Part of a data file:
^^^^
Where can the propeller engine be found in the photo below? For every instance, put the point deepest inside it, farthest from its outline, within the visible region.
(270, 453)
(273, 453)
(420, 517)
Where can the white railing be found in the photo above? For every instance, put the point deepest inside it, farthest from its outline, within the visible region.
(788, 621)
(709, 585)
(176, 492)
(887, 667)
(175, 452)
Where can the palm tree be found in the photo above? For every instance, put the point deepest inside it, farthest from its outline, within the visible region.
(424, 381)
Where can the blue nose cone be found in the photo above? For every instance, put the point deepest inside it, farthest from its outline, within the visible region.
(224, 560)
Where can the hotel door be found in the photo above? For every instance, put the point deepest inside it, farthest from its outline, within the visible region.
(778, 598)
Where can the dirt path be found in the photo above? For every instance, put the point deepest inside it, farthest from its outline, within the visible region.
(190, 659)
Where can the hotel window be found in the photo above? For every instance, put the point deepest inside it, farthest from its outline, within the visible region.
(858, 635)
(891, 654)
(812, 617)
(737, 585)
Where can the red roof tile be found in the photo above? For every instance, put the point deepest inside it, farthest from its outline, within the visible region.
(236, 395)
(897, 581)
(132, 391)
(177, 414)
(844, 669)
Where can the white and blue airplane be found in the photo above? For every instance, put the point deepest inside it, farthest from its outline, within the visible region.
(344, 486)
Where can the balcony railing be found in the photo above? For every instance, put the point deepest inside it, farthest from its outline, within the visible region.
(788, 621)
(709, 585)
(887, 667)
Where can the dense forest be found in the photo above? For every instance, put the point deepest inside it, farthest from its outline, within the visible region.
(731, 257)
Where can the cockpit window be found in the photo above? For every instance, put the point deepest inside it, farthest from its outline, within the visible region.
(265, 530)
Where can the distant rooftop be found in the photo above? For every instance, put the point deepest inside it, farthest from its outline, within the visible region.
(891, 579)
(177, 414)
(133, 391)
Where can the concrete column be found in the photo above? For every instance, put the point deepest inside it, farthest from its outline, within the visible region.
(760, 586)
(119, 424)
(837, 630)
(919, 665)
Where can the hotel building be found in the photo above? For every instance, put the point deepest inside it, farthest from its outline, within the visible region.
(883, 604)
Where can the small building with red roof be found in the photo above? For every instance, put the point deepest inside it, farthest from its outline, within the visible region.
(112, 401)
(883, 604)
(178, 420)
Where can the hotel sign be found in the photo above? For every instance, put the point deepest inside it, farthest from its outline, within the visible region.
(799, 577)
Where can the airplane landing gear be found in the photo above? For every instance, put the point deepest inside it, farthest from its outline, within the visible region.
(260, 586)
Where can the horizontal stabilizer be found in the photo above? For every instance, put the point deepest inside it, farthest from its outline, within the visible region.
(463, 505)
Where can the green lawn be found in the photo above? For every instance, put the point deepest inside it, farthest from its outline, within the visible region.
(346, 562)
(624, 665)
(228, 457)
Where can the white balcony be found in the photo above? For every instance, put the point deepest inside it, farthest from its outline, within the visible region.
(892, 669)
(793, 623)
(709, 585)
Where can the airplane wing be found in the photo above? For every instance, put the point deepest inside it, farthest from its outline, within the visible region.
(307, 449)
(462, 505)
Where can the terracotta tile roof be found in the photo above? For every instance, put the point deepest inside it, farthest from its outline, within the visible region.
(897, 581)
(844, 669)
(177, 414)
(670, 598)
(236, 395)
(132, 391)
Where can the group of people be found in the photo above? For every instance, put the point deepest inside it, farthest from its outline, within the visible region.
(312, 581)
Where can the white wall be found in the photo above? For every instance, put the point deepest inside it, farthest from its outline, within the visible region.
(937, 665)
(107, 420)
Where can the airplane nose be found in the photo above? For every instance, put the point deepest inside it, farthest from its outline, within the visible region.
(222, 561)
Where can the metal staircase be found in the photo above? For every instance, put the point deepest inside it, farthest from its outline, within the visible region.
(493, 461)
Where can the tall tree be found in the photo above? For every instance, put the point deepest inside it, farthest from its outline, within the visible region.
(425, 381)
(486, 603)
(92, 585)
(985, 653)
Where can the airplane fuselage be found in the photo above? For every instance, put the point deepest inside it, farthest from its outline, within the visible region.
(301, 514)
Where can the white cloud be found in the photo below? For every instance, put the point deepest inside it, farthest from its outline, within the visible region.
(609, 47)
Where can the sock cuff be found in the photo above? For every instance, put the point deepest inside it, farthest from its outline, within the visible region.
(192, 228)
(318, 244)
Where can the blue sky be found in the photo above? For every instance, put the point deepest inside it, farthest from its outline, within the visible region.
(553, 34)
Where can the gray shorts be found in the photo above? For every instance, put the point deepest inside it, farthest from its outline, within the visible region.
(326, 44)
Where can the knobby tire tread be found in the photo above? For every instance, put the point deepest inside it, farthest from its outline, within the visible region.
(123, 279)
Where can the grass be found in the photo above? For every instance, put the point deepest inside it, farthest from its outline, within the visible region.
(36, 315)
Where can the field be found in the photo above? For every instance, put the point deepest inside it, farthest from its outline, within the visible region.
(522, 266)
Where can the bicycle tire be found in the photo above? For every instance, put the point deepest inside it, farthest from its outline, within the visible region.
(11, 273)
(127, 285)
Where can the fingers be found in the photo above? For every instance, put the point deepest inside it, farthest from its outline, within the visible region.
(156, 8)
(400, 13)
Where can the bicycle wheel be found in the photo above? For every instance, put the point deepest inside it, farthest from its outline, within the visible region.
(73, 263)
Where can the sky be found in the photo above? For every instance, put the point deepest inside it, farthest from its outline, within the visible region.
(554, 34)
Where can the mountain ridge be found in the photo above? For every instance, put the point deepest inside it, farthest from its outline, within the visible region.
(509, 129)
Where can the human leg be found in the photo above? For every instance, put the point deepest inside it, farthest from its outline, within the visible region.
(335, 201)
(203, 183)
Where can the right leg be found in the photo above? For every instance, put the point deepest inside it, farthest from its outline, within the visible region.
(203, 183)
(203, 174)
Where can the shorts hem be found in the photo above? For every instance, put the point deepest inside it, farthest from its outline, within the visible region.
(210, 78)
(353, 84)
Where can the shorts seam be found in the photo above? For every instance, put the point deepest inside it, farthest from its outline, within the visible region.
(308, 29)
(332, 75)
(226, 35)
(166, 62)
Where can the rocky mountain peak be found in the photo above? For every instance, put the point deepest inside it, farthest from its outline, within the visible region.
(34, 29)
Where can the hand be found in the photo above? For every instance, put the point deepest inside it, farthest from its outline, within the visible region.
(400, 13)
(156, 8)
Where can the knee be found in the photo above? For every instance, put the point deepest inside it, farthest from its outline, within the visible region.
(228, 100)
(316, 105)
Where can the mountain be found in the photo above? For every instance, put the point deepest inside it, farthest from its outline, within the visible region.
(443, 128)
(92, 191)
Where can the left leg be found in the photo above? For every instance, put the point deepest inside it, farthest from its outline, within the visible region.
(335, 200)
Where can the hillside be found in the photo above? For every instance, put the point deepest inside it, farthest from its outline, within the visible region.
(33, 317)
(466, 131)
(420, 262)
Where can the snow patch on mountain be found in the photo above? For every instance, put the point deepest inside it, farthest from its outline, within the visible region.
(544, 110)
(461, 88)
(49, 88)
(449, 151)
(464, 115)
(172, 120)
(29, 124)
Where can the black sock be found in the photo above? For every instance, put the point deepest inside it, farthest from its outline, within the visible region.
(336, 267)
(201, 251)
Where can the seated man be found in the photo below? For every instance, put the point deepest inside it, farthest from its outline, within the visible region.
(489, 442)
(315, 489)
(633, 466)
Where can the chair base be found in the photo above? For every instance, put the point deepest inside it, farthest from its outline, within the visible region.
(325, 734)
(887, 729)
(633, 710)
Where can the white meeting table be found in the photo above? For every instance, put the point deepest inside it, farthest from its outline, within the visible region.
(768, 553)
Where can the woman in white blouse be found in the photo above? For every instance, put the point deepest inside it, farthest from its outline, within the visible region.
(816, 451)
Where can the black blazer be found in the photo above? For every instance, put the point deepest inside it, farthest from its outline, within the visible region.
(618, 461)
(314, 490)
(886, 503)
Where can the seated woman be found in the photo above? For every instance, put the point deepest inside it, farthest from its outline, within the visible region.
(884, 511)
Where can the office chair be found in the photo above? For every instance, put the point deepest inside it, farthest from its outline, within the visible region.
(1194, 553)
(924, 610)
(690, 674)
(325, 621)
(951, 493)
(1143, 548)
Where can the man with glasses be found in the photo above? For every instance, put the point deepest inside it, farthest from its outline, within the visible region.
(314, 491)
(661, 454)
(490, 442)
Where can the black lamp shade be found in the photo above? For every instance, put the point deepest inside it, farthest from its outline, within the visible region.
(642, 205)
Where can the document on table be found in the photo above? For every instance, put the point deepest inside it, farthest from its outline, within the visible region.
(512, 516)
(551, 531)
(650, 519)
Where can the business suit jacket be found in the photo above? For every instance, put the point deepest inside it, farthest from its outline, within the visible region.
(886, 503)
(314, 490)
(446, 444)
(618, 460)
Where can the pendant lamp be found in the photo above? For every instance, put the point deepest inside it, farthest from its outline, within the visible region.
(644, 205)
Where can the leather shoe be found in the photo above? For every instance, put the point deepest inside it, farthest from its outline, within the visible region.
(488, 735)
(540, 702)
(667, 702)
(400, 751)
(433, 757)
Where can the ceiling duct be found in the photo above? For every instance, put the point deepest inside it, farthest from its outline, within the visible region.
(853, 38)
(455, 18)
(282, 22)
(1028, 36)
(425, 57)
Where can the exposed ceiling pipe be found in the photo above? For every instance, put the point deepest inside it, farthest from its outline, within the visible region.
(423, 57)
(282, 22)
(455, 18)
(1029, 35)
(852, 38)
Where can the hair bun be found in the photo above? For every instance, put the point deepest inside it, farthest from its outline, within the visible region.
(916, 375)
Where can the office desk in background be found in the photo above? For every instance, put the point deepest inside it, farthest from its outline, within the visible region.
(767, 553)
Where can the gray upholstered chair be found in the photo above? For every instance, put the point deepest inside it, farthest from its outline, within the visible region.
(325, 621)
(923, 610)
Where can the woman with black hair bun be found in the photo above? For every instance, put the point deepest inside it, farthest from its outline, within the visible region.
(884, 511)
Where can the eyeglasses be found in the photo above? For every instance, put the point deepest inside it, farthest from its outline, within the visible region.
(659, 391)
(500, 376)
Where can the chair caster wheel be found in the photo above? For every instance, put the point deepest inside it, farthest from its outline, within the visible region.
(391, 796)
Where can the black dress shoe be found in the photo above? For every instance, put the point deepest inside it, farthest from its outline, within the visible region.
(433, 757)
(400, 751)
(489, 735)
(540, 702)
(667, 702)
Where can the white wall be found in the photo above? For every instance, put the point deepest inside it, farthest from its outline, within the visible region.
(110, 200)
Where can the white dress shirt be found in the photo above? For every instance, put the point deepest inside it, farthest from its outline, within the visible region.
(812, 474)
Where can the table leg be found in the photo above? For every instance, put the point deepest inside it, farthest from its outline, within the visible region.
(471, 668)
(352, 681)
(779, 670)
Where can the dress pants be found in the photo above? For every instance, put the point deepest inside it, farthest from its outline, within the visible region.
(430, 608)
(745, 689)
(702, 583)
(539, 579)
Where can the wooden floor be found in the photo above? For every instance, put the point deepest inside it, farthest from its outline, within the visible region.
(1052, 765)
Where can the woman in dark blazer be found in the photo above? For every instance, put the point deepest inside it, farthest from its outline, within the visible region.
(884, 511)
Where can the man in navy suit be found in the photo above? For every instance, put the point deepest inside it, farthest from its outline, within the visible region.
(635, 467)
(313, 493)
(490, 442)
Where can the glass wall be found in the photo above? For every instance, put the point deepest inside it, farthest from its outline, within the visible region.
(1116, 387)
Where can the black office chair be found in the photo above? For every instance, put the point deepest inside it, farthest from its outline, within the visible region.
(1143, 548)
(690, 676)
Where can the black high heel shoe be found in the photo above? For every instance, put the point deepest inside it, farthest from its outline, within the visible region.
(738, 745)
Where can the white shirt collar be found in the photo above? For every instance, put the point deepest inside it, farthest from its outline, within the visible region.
^^^^
Express everything from the line containing "Where can the glass" down to the line containing "(1116, 387)" as a two-column CSV with the headers entry_text and answer. Give one row per entry, and put each value in a single quoted field with its line breaks replaced by spaces.

entry_text,answer
"Where can the glass wall be found in the photo above? For every instance, put the point deepest inside it, farthest from its outline, within the visible region.","(1116, 387)"